## SASARAN LATIHAN:
[1] Tentukan apakah setiap pernyataan berikut sesuai dengan kutipan tentang Ahmad Dahlan dan Muhammadiyah. Jawab ya atau tidak, lalu sertakan kata-kata penentunya dari kutipan itu. (a) Pemerintah Republik Indonesia menetapkan Ahmad Dahlan sebagai Pahlawan Nasional pada tahun 1961. (b) Hizbul Wathan adalah gerakan perempuan Islam Indonesia. (c) Dahlan mulai memelopori tajdid sejak akhir tahun 1889.
[2] Tulis ulang dengan persis bagian kutipan tentang Ahmad Dahlan dan Muhammadiyah, dari "Sejak akhir tahun" sampai "menghadapi  zaman baru.".

## KUTIPAN BACAAN:
^^^^^^^^^^^^^^^^

Dahlan menggandrungi dan membumikan kemajuan dalam dunia nyata. Dia selalu menggeloarakan agar setiap muslim jadi orang yang berkemajuan dalam fondasi Islam.

Sejak akhir tahun 1889, Dahlan muda memelopori tajdid dalam jejak pembaruan Islam meluaskan gerakannya ke berbagai bidang, yang kemudian dilembagakan dalam organisasi Muhammadiyah. Lahirlah lembaga pendidikan modern, gerakan Al-Ma’un, tabligh di ruang publik, mendirikan Aisyiyah sebagai gerakan perempuan Islam Indonesia yang progresif, kepanduan Tanah Air yakni Hizbul Wathan, pembaruan zakat, penyelenggaran haji, dan usaha dakwah lainnya dengan menyebarkan pemahaman keislaman yang berwawasan tajdid untuk menghadapi  zaman baru.

Cerdas Berindonesia

Dahlan melahirkan Muhammadiyah untuk mencerdaskan dan kemajuan bangsa  melawan kebodohan dan kejumudan. Muhammadiyah memelopori gerakan cerdas berindonesia. Para tokoh Muhammadiyah  yaitu K.H. Ahmad Dahlan, Agus Salim,   K.H. Mas Mansyur, Ki Bagus Hadikusumo, Ir Soekarno, Kahar Muzakkir, Kasman Singodimedjo, Panglima Besar Jenderal Soedirman, Ir. Djuanda, Hamka, dan tokoh-tokoh lainnya; maupun para tokoh Aisyiyah yaitu Nyai Walidah Dahlan, Siti Hayyinah, Siti Munjiyah, serta para pemimpin-pemimpin lainnya pasca kemerdekaan hingga era terakhir, adalah tokoh-tokoh cerdas nan arif bijaksana serta telah berkiprah aktif dalam usaha mencerdaskan kehidupan bangsa. Mereka adalah bapak dan ibu pertiwi yang melahirkan NKRI tercinta ini.

Muhammadiyah yang lahir dari gagasan Ahmad Dahlan secara organisasi telah berbuat senyata-nyatanya untuk mencerdaskan dan memajukan kehidupan bangsa. Apa yang selama ini dikerjakan Muhammadiyah telah diakui oleh masyarakat luas dan juga oleh Pemerintah Republik Indonesia dengan menetapkan K.H. Ahmad Dahlan sebagai Pahlawan Nasional tahun 1961, dengan pertimbangan: (1) kepeloporan dalam kebangunan umat Islam Indonesia untuk menyadari nasibnya sebagai bangsa terjajah yang harus belajar dan berbuat; (2) memberikan ajaran Islam yang murni kepada bangsanya, ajaran yang menuntut kemajuan, kecerdasan dan beramal bagi masyarakat dan umat; (3) memelopori amal-usaha sosial dan pendidikan yang amat diperlukan bagi kebangunan dan kemajuan bangsa, dengan jiwa ajaran Islam; dan (4) melalui organisasi Aisyiyah telah memelopori kebangunan wanita bangsa Indonesia untuk mengecap pendidikan dan berfungsi sosial, setingkat dengan kaum pria.

^^^^^^^^^^^^^^^^

## Baris data anotasi kotak:
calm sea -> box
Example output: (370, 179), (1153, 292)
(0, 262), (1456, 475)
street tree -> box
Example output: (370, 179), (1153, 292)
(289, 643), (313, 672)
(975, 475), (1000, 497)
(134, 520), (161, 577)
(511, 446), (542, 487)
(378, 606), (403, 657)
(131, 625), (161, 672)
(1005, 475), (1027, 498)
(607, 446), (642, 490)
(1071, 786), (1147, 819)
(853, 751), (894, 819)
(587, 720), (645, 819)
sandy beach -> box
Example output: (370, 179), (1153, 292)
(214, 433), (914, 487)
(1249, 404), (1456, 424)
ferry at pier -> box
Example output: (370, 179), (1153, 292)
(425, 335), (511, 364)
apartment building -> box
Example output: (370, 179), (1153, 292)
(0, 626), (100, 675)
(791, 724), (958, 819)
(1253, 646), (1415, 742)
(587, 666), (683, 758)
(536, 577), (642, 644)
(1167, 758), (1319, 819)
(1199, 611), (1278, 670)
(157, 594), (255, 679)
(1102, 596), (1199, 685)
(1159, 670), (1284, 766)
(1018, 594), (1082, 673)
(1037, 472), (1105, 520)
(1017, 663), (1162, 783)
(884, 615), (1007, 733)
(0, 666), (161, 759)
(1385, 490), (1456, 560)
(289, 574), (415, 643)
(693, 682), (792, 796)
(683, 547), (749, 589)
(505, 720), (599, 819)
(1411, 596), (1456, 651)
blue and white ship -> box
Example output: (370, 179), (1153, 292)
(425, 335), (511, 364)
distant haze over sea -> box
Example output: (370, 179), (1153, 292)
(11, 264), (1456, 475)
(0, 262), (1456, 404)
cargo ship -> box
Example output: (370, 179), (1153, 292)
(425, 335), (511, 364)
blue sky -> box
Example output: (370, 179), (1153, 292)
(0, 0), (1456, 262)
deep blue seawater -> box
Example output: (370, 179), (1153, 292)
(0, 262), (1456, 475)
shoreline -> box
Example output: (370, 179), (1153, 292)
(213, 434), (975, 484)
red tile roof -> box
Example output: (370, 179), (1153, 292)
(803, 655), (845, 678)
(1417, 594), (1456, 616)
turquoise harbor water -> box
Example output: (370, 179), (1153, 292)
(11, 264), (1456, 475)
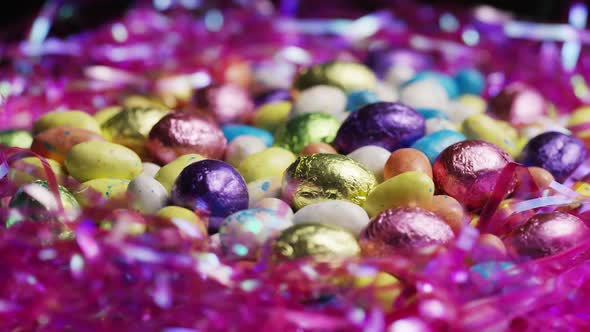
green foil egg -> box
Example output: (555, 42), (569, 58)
(0, 129), (33, 149)
(282, 153), (377, 209)
(273, 223), (361, 260)
(6, 180), (80, 227)
(294, 61), (377, 92)
(274, 113), (340, 153)
(101, 107), (169, 156)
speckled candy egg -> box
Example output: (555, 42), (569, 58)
(171, 160), (248, 231)
(147, 112), (227, 164)
(359, 208), (454, 256)
(506, 212), (590, 258)
(282, 153), (377, 209)
(334, 102), (425, 154)
(219, 209), (293, 259)
(432, 140), (512, 209)
(521, 131), (587, 181)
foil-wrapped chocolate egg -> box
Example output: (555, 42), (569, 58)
(520, 131), (587, 181)
(195, 84), (254, 124)
(334, 102), (426, 154)
(147, 112), (227, 164)
(282, 153), (377, 209)
(432, 140), (512, 210)
(171, 159), (248, 231)
(101, 107), (170, 156)
(273, 223), (360, 259)
(359, 208), (454, 256)
(293, 61), (377, 91)
(275, 113), (340, 154)
(488, 82), (547, 127)
(506, 212), (590, 258)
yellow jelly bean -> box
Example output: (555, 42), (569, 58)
(76, 178), (129, 201)
(363, 171), (434, 217)
(33, 111), (100, 134)
(8, 157), (66, 185)
(254, 101), (292, 132)
(238, 147), (296, 182)
(461, 114), (521, 158)
(65, 141), (142, 182)
(94, 106), (123, 126)
(154, 153), (205, 192)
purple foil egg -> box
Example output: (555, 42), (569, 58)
(432, 140), (512, 210)
(488, 82), (547, 127)
(520, 131), (587, 182)
(506, 212), (590, 258)
(360, 208), (454, 256)
(334, 102), (426, 154)
(171, 159), (248, 232)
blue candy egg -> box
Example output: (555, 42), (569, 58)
(412, 129), (467, 164)
(221, 124), (274, 146)
(346, 90), (379, 112)
(416, 108), (449, 120)
(403, 70), (461, 99)
(455, 68), (485, 95)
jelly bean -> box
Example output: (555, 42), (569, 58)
(252, 197), (293, 220)
(293, 200), (369, 236)
(33, 111), (100, 134)
(127, 174), (168, 213)
(461, 114), (520, 158)
(221, 124), (274, 147)
(219, 209), (293, 259)
(347, 145), (390, 182)
(416, 108), (449, 120)
(299, 142), (338, 156)
(225, 135), (267, 167)
(454, 68), (485, 95)
(273, 223), (361, 260)
(238, 147), (296, 182)
(424, 195), (466, 234)
(346, 89), (380, 112)
(141, 162), (161, 177)
(363, 171), (434, 217)
(154, 153), (205, 192)
(400, 80), (449, 108)
(412, 130), (466, 164)
(94, 106), (123, 126)
(247, 176), (281, 207)
(65, 141), (141, 181)
(383, 148), (432, 180)
(0, 129), (33, 149)
(8, 157), (66, 185)
(31, 127), (104, 163)
(76, 178), (129, 200)
(253, 101), (292, 132)
(292, 85), (346, 115)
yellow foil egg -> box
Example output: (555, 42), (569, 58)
(283, 153), (377, 209)
(101, 107), (169, 156)
(294, 61), (377, 91)
(273, 223), (361, 260)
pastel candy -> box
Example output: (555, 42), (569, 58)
(65, 141), (142, 182)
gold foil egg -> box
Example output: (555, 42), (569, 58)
(294, 61), (377, 91)
(282, 153), (377, 209)
(273, 223), (361, 259)
(102, 107), (169, 156)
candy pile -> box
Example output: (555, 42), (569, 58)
(0, 1), (590, 332)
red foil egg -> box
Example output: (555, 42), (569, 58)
(432, 140), (512, 210)
(488, 82), (547, 127)
(146, 112), (227, 164)
(195, 84), (254, 124)
(506, 212), (590, 258)
(359, 208), (454, 256)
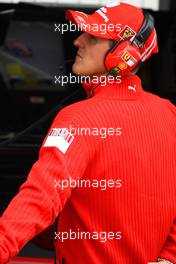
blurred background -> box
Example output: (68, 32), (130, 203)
(0, 0), (176, 263)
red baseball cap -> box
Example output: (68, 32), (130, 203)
(65, 1), (158, 61)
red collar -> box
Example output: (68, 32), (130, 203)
(82, 74), (143, 100)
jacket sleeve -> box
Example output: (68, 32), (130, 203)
(158, 218), (176, 264)
(0, 108), (88, 264)
(158, 100), (176, 264)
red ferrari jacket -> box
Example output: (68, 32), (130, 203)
(0, 75), (176, 264)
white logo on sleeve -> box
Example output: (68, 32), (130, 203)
(106, 0), (120, 7)
(44, 128), (74, 154)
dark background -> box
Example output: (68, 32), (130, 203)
(0, 0), (176, 262)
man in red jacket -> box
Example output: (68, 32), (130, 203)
(0, 3), (176, 264)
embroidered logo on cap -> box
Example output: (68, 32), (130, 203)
(118, 25), (136, 41)
(44, 128), (74, 154)
(122, 51), (137, 67)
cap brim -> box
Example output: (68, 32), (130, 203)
(65, 9), (113, 39)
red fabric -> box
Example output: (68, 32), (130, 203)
(8, 257), (54, 264)
(0, 75), (176, 264)
(65, 2), (158, 61)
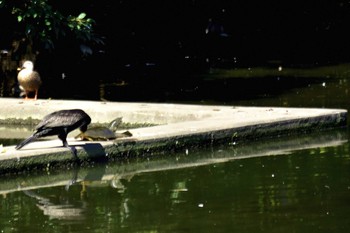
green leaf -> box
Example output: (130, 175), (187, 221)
(78, 12), (86, 19)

^^^^^^^^^^^^^^^^

## KUNCI JAWABAN:
[1]
(a) Ya: "menetapkan K.H. Ahmad Dahlan sebagai Pahlawan Nasional tahun 1961"
(b) Tidak: "mendirikan Aisyiyah sebagai gerakan perempuan Islam Indonesia yang progresif, kepanduan Tanah Air yakni Hizbul Wathan"
(c) Ya: "Sejak akhir tahun 1889, Dahlan muda memelopori tajdid"

[2]
Sejak akhir tahun 1889, Dahlan muda memelopori tajdid dalam jejak pembaruan Islam meluaskan gerakannya ke berbagai bidang, yang kemudian dilembagakan dalam organisasi Muhammadiyah. Lahirlah lembaga pendidikan modern, gerakan Al-Ma’un, tabligh di ruang publik, mendirikan Aisyiyah sebagai gerakan perempuan Islam Indonesia yang progresif, kepanduan Tanah Air yakni Hizbul Wathan, pembaruan zakat, penyelenggaran haji, dan usaha dakwah lainnya dengan menyebarkan pemahaman keislaman yang berwawasan tajdid untuk menghadapi  zaman baru.